Stored data entries

________

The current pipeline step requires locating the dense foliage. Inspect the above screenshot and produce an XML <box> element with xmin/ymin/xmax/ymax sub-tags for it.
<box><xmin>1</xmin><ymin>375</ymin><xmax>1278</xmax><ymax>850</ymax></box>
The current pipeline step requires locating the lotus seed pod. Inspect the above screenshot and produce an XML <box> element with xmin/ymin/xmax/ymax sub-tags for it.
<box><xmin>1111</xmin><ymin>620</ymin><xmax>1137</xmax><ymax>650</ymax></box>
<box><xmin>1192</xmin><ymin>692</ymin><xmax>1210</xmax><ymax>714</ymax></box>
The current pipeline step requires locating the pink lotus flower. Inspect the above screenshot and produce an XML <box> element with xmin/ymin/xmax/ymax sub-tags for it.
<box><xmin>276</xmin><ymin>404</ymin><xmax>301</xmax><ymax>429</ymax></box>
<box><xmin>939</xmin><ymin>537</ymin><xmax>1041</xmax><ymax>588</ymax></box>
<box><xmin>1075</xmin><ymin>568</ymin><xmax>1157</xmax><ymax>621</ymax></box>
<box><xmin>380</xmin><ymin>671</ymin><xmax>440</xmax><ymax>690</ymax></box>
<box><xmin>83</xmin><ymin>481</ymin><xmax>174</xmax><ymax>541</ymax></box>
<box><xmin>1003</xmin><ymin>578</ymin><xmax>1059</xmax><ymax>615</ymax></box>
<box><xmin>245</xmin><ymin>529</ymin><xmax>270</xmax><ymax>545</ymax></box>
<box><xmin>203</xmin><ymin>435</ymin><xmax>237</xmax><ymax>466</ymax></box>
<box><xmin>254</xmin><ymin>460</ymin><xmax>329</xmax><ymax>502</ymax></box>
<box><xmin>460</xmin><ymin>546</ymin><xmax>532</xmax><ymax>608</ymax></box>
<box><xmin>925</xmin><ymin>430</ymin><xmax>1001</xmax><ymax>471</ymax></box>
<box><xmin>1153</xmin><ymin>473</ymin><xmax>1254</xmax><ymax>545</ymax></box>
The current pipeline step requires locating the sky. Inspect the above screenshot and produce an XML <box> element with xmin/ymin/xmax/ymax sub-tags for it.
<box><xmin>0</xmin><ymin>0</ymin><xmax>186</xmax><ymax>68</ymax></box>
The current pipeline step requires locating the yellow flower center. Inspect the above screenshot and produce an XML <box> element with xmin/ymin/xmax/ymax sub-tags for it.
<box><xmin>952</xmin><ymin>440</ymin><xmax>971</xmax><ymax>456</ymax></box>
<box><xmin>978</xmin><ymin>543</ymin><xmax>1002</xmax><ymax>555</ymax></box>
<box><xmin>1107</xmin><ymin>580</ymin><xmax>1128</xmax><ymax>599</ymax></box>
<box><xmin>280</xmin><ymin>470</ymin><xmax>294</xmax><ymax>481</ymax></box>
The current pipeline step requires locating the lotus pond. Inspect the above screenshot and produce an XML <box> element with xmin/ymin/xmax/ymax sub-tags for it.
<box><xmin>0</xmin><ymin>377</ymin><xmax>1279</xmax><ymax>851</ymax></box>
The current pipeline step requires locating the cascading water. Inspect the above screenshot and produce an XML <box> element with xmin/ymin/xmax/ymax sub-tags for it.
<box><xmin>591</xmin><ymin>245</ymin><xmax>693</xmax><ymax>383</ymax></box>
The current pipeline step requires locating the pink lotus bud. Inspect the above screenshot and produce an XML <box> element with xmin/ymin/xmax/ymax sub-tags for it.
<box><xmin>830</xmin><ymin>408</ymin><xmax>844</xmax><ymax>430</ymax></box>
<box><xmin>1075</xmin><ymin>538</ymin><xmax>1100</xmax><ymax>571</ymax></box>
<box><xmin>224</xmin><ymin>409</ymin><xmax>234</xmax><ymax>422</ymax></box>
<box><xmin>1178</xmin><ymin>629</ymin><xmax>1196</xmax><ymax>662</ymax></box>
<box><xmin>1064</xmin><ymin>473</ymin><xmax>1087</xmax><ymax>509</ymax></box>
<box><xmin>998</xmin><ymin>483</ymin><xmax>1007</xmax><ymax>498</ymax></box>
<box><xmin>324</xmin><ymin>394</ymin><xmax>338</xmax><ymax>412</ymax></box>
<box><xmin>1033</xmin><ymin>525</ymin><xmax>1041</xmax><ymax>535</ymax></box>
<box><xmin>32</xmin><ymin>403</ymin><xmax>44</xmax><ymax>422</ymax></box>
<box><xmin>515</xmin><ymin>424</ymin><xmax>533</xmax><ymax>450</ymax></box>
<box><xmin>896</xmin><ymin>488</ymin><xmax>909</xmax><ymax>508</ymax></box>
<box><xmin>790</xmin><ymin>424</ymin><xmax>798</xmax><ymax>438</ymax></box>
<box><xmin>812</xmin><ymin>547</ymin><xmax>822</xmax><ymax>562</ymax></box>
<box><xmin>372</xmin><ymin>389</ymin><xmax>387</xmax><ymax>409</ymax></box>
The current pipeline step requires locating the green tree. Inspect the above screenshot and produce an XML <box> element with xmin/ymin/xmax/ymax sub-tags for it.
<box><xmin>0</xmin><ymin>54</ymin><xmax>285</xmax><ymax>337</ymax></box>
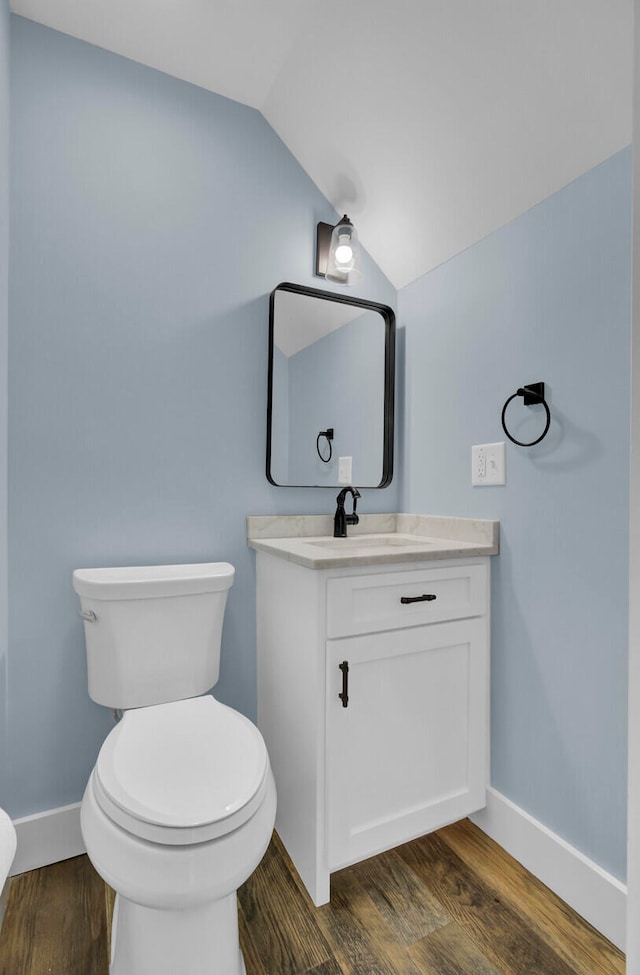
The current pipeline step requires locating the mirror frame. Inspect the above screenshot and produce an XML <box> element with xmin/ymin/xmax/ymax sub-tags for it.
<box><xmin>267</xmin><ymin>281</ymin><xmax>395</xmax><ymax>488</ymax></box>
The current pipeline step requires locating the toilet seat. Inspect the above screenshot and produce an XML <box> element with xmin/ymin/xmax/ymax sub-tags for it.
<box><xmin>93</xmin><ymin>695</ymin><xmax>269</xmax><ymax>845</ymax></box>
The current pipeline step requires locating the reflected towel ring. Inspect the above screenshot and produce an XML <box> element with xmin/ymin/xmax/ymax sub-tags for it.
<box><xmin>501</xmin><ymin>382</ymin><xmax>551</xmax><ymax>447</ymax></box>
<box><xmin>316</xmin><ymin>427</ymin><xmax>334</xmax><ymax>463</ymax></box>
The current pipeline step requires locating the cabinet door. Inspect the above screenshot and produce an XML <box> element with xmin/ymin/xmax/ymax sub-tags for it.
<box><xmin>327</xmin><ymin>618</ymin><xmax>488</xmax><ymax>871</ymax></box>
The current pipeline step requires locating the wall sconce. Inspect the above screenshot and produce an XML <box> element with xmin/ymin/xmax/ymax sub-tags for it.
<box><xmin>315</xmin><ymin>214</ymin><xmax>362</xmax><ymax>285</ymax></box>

________

[Your assignment] Drop the pictures and reproduce the rest of the data above exactly.

[Solution for this exercise]
The current pipeline step requires locating the dense foliage. Inspect the above screenshot and produce an XML <box> element with xmin/ymin/xmax/ymax sub-tags for it.
<box><xmin>1</xmin><ymin>375</ymin><xmax>1278</xmax><ymax>850</ymax></box>
The current pipeline step requires locating the lotus seed pod. Inspect the above screenshot and produce an XML <box> element with xmin/ymin/xmax/ymax sub-tags for it.
<box><xmin>1111</xmin><ymin>620</ymin><xmax>1137</xmax><ymax>650</ymax></box>
<box><xmin>1192</xmin><ymin>692</ymin><xmax>1210</xmax><ymax>714</ymax></box>
The current pipeline step requires locating the pink lotus flower. Inspect the above screenshot and produce an XML <box> element with xmin/ymin/xmax/ymax sub-tags for it.
<box><xmin>276</xmin><ymin>404</ymin><xmax>301</xmax><ymax>429</ymax></box>
<box><xmin>939</xmin><ymin>537</ymin><xmax>1041</xmax><ymax>588</ymax></box>
<box><xmin>1075</xmin><ymin>568</ymin><xmax>1157</xmax><ymax>621</ymax></box>
<box><xmin>380</xmin><ymin>671</ymin><xmax>440</xmax><ymax>690</ymax></box>
<box><xmin>83</xmin><ymin>481</ymin><xmax>174</xmax><ymax>541</ymax></box>
<box><xmin>1003</xmin><ymin>578</ymin><xmax>1059</xmax><ymax>615</ymax></box>
<box><xmin>245</xmin><ymin>529</ymin><xmax>270</xmax><ymax>545</ymax></box>
<box><xmin>203</xmin><ymin>435</ymin><xmax>237</xmax><ymax>466</ymax></box>
<box><xmin>254</xmin><ymin>460</ymin><xmax>329</xmax><ymax>502</ymax></box>
<box><xmin>460</xmin><ymin>546</ymin><xmax>532</xmax><ymax>608</ymax></box>
<box><xmin>925</xmin><ymin>430</ymin><xmax>1001</xmax><ymax>471</ymax></box>
<box><xmin>1153</xmin><ymin>473</ymin><xmax>1254</xmax><ymax>545</ymax></box>
The current pipeline step requires locating the sky. Inspect the above screenshot and produce an XML <box> element with xmin/ymin/xmax/ymax sub-tags for it.
<box><xmin>0</xmin><ymin>0</ymin><xmax>186</xmax><ymax>68</ymax></box>
The current pipeline step requires locating the yellow flower center. Inspect the above screenshot and produce an XML <box> element with xmin/ymin/xmax/ymax sub-tags for it.
<box><xmin>952</xmin><ymin>440</ymin><xmax>971</xmax><ymax>456</ymax></box>
<box><xmin>978</xmin><ymin>543</ymin><xmax>1002</xmax><ymax>555</ymax></box>
<box><xmin>1107</xmin><ymin>580</ymin><xmax>1128</xmax><ymax>599</ymax></box>
<box><xmin>280</xmin><ymin>470</ymin><xmax>294</xmax><ymax>481</ymax></box>
The current pipeline step requires locating the lotus pond. Inspect the above screenshot and produce an XML <box> element with xmin/ymin/xmax/ymax sub-tags for it.
<box><xmin>0</xmin><ymin>377</ymin><xmax>1279</xmax><ymax>851</ymax></box>
The current pipeline step requires locating the cascading water. Inspect the above screenshot and produce an XML <box> element with xmin/ymin/xmax/ymax sub-tags for it.
<box><xmin>591</xmin><ymin>245</ymin><xmax>693</xmax><ymax>383</ymax></box>
The current pipeline step requires locating the pink lotus bud. Inspect the above screenshot and produce an XML <box> element with xmin/ymin/xmax/ymax sub-tags for it.
<box><xmin>830</xmin><ymin>408</ymin><xmax>844</xmax><ymax>430</ymax></box>
<box><xmin>1075</xmin><ymin>538</ymin><xmax>1100</xmax><ymax>571</ymax></box>
<box><xmin>224</xmin><ymin>409</ymin><xmax>234</xmax><ymax>422</ymax></box>
<box><xmin>1178</xmin><ymin>629</ymin><xmax>1196</xmax><ymax>662</ymax></box>
<box><xmin>1064</xmin><ymin>473</ymin><xmax>1087</xmax><ymax>509</ymax></box>
<box><xmin>998</xmin><ymin>483</ymin><xmax>1007</xmax><ymax>498</ymax></box>
<box><xmin>324</xmin><ymin>394</ymin><xmax>338</xmax><ymax>412</ymax></box>
<box><xmin>1033</xmin><ymin>525</ymin><xmax>1041</xmax><ymax>535</ymax></box>
<box><xmin>32</xmin><ymin>403</ymin><xmax>44</xmax><ymax>422</ymax></box>
<box><xmin>515</xmin><ymin>424</ymin><xmax>533</xmax><ymax>450</ymax></box>
<box><xmin>896</xmin><ymin>488</ymin><xmax>909</xmax><ymax>508</ymax></box>
<box><xmin>790</xmin><ymin>424</ymin><xmax>798</xmax><ymax>438</ymax></box>
<box><xmin>812</xmin><ymin>547</ymin><xmax>822</xmax><ymax>562</ymax></box>
<box><xmin>372</xmin><ymin>389</ymin><xmax>387</xmax><ymax>409</ymax></box>
The current pipeline step requires locating the green tree. Inspect the above screenshot and produce an XML <box> element with xmin/ymin/xmax/ymax sub-tags for it.
<box><xmin>0</xmin><ymin>54</ymin><xmax>285</xmax><ymax>337</ymax></box>
The current pipeline step requires locating the mirror frame. Inspect the above screenshot and produce an XML <box> element with xmin/ymin/xmax/ymax sub-tags for it.
<box><xmin>267</xmin><ymin>281</ymin><xmax>395</xmax><ymax>488</ymax></box>
The current pipeline step requires locating the toilet seat. Inspect the above screenshot and produce an XML <box> element with xmin/ymin/xmax/ymax sub-tags for it.
<box><xmin>93</xmin><ymin>695</ymin><xmax>269</xmax><ymax>845</ymax></box>
The current pipeline step requires locating the reflected towel ring. Inspect the above screenshot and produce an XML <box> element with xmin/ymin/xmax/ymax sub-tags for it.
<box><xmin>501</xmin><ymin>382</ymin><xmax>551</xmax><ymax>447</ymax></box>
<box><xmin>316</xmin><ymin>427</ymin><xmax>334</xmax><ymax>463</ymax></box>
The current pipeline step requires locating the cabinet door. Inspect the above screenshot and produce an XML <box> element with xmin/ymin/xmax/ymax sub-tags for it.
<box><xmin>327</xmin><ymin>618</ymin><xmax>488</xmax><ymax>871</ymax></box>
The current pipeline step requires locating the wall sconce. Inspect the above screenshot and produce an XML <box> element with xmin/ymin/xmax/ymax sub-tags for it.
<box><xmin>315</xmin><ymin>214</ymin><xmax>362</xmax><ymax>285</ymax></box>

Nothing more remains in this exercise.